Exercise task: Retype the lines of the material below, from the line containing "the tractor hood?" up to and including the line containing "132), (156, 134)]".

[Outline labeling records]

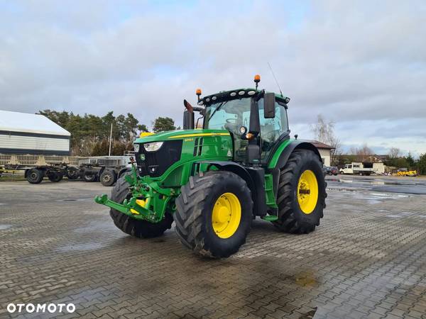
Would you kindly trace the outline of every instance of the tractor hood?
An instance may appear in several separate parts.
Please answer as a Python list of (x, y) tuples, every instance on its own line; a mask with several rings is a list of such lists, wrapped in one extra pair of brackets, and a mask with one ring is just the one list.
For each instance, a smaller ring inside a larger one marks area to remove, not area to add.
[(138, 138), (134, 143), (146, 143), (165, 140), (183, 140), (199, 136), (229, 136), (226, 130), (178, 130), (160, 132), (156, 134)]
---
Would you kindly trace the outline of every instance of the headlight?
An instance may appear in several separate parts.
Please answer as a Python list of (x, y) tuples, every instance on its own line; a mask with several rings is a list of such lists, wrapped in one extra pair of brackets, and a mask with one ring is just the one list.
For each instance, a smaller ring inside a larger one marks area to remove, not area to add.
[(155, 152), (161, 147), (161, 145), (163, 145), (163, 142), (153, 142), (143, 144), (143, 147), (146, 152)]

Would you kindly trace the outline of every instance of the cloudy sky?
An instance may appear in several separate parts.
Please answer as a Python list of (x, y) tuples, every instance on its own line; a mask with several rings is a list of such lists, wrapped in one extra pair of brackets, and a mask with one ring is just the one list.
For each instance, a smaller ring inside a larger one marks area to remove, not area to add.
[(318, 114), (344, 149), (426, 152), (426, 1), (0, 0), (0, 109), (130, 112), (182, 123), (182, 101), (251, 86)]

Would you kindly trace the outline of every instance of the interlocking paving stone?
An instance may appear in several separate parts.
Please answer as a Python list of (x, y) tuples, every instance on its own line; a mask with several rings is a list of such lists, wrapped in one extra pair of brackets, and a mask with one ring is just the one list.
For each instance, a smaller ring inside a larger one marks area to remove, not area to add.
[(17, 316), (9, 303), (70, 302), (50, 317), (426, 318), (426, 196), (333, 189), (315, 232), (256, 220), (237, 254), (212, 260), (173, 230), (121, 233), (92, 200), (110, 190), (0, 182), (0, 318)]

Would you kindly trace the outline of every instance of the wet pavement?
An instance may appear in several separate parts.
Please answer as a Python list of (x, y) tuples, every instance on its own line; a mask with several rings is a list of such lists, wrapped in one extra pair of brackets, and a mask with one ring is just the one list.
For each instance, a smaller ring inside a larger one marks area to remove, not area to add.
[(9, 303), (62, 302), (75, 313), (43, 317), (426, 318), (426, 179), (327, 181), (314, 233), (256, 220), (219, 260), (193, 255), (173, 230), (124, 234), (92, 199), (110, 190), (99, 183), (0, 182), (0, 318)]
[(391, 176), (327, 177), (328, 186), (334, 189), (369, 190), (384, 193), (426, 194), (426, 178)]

Right answer:
Would you kindly trace the outline of every instance of the tractor hood?
An instance may appear in several separate parts.
Please answer as a Python list of (x, y) tuples, every instance on its own line; a mask with several rings is a list of such lists, wrapped in one extra pair of brackets, and a mask with one ring is just the one list.
For each instance, a smaller ring inside a larger one marks area to remove, not area to add.
[(138, 138), (134, 143), (146, 143), (165, 140), (183, 140), (199, 136), (229, 136), (226, 130), (178, 130), (160, 132), (156, 134)]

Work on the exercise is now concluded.